### Excerpted passage ###

The Builder pattern can either consist of a single contructor or you can opt for a piecewise contruction like the StringBuilder/StringBuffer, the builder provids an API for constructing an object step-by-step.
Let see some examples of the Builder Pattern
| StringBuilder/StringBuffer (built-in into Java) | // Small concatenation is not to bad
String hello = "hello";
System.out.println("<p>" + hello + "</p>");
// When we start getting more complex the code becomes more ugly
String[] words = {"hello", "world"};
System.out.println( "<ul><li>" + words[0] + "</li><li>" + words[1] + "</li></ul>");
// We use a Builder, we use a piecewise construction, building the string piece by piece.
// Use a StringBuilder (not synchronized) or StringBuffer (synchronized)
StringBuilder sb = new StringBuilder();
sb.append("<ul>");
for (String word : words){
sb.append(String.format(" <li>%s</li>", word));
}
sb.append("</ul>");
System.out.println(sb); |
| Fluent Builder | package uk.co.datadisk.Creational.builder;
import java.util.ArrayList;
import java.util.Collections;
class HtmlElement {
String name, text;
ArrayList<HtmlElement> elements = new ArrayList<>();
private final int indentSize = 2;
private final String newLine = System.lineSeparator();
HtmlElement() {}
HtmlElement(String name, String text) {
this.name = name;
this.text = text;
}
// This is a recursive method
private String toStringImpl(int indent) {
//System.out.println("Indent: " + indent);
StringBuilder sb = new StringBuilder();
String i = String.join("", Collections.nCopies(indent * indentSize, " "));
sb.append(String.format("%s<%s>%s", i, name, newLine));
if (text != null && !text.isEmpty())
{
sb.append(String.join("", Collections.nCopies(indentSize*(indent+1), " ")))
.append(text)
.append(newLine);
}
for (HtmlElement e : elements)

### Given entries ###

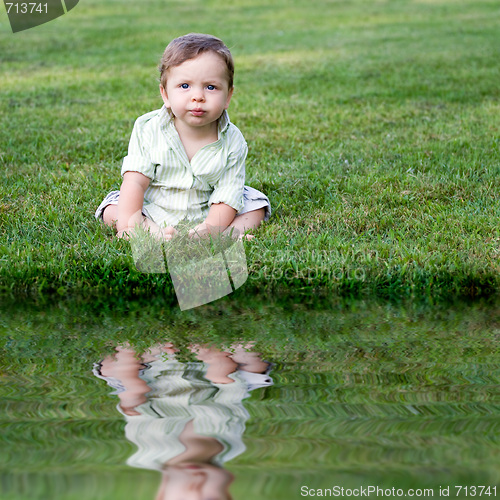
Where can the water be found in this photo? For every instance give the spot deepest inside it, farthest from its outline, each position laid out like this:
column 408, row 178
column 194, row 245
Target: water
column 352, row 395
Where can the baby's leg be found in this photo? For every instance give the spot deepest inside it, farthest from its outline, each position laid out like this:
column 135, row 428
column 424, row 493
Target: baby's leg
column 248, row 220
column 110, row 215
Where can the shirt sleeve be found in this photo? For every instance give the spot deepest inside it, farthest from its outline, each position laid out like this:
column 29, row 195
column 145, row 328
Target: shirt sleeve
column 229, row 188
column 138, row 158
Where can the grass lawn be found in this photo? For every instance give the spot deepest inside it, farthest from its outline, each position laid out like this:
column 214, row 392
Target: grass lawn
column 372, row 126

###

● Aim 1:
Output the lines of the records from the one containing "Where can the grass" through the last line of the records, inclusive.
● Aim 2:
Write the next part of the Builder pattern page, picking up right after its final line.
The Builder pattern page and the records are unrelated to each other.

● Right answer 1:
Where can the grass lawn be found in this photo? For every instance give the spot deepest inside it, farthest from its outline, each position laid out like this:
column 214, row 392
Target: grass lawn
column 372, row 126

● Right answer 2:
sb.append(e.toStringImpl(indent + 1));
sb.append(String.format("%s</%s>%s", i, name, newLine));
return sb.toString();
}
@Override
public String toString() {
return toStringImpl(0);
}
}
class HtmlBuilder
{
private String rootName;
private HtmlElement root = new HtmlElement();
public HtmlBuilder(String rootName)
{
this.rootName = rootName;
root.name = rootName;
}
// Not Fluent
public void addChild(String childName, String childText)
{
HtmlElement e = new HtmlElement(childName, childText);
root.elements.add(e);
}
// Fluent - allows you to chain method calls, notice we return this and the return type is HtmlBuilder
public HtmlBuilder addChildFluent(String childName, String childText)
{
HtmlElement e = new HtmlElement(childName, childText);
root.elements.add(e);
return this;
}
// delegating
@Override
public String toString()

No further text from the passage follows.